- What you should do -
Count the lines in the items below that contain the string "locomotive", with case counting. Give only the number.

[Begin Given information]

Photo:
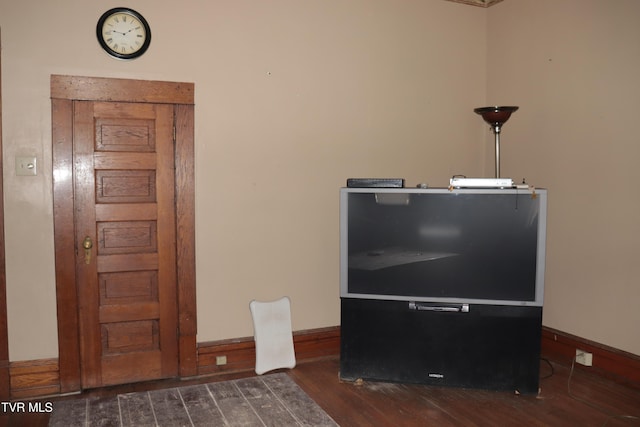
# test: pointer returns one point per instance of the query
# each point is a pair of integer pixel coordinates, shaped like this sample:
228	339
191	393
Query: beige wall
573	67
294	97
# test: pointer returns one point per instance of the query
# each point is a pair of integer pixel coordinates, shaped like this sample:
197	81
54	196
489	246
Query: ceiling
481	3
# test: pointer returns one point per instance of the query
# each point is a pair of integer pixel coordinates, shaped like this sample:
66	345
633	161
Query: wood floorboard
594	400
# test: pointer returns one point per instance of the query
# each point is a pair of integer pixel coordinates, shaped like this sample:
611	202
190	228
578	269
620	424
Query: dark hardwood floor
566	398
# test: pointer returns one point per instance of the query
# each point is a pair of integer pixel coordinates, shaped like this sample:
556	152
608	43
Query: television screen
440	245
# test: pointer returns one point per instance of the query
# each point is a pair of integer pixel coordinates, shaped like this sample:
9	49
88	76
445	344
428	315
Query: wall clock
123	33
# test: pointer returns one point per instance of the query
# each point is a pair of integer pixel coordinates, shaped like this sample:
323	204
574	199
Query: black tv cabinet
489	346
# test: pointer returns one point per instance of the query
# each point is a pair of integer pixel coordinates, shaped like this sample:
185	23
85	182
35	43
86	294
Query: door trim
4	333
65	90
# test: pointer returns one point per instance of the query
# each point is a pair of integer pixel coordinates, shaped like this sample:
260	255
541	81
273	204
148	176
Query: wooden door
125	232
123	213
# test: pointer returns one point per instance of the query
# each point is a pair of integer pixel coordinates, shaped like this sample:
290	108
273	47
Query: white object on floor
273	335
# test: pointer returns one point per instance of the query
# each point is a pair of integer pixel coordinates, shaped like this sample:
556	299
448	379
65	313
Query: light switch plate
26	166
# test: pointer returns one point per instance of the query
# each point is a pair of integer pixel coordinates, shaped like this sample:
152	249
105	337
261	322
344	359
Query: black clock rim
139	17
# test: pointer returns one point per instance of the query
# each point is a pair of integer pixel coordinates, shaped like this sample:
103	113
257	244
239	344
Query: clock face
123	33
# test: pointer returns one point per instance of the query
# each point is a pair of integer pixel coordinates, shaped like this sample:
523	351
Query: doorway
124	230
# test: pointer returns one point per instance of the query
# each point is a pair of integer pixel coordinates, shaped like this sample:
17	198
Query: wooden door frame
65	90
5	388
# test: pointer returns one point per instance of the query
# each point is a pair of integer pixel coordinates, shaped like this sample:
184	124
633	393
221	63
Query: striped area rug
268	400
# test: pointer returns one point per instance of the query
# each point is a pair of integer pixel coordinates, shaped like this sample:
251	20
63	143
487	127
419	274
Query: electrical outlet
584	358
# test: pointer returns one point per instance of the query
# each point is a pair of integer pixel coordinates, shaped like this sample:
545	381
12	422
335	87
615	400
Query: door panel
124	203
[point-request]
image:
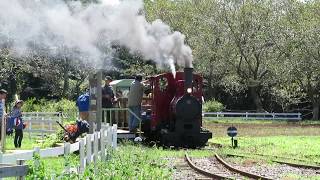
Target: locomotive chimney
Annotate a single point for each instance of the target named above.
(188, 77)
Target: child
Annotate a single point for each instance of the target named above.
(17, 122)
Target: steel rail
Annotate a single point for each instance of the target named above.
(202, 171)
(243, 173)
(283, 162)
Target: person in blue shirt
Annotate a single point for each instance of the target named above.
(83, 105)
(3, 95)
(16, 121)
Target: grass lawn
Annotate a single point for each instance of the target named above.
(31, 143)
(140, 162)
(300, 140)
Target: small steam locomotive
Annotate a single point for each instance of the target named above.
(175, 115)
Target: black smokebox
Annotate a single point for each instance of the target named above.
(188, 77)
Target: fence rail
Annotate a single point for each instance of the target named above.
(249, 115)
(91, 148)
(42, 122)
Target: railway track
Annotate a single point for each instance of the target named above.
(222, 170)
(306, 166)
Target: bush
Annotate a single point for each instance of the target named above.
(43, 105)
(212, 106)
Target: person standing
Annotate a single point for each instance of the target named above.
(107, 98)
(16, 117)
(3, 96)
(134, 102)
(83, 105)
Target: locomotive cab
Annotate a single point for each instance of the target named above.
(176, 113)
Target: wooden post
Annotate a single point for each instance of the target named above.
(99, 100)
(36, 150)
(95, 151)
(3, 128)
(88, 147)
(114, 136)
(20, 162)
(82, 157)
(1, 161)
(66, 157)
(102, 145)
(109, 137)
(30, 128)
(93, 101)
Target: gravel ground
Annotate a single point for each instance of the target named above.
(276, 171)
(183, 171)
(213, 166)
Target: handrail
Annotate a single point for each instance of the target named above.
(123, 109)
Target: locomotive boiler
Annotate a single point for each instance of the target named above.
(175, 114)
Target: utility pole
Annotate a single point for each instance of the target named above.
(3, 129)
(95, 109)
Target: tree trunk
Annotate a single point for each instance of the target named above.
(256, 99)
(12, 86)
(315, 109)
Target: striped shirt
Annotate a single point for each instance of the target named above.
(1, 110)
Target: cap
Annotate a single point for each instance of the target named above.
(108, 78)
(18, 101)
(2, 91)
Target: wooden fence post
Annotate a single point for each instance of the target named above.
(1, 154)
(109, 137)
(20, 162)
(82, 157)
(102, 145)
(95, 151)
(88, 147)
(36, 151)
(114, 136)
(66, 157)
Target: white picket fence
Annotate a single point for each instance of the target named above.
(91, 148)
(42, 122)
(248, 115)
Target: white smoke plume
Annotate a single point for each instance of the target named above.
(90, 29)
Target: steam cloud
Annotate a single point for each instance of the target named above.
(90, 29)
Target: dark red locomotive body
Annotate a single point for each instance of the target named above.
(176, 110)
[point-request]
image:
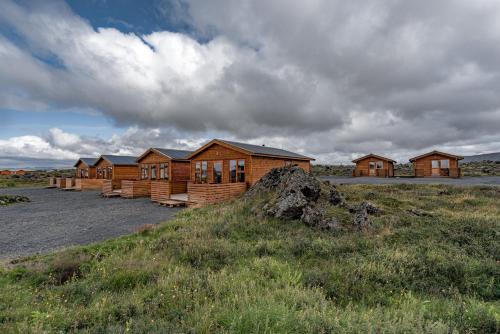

[End Given information]

- Written answer -
5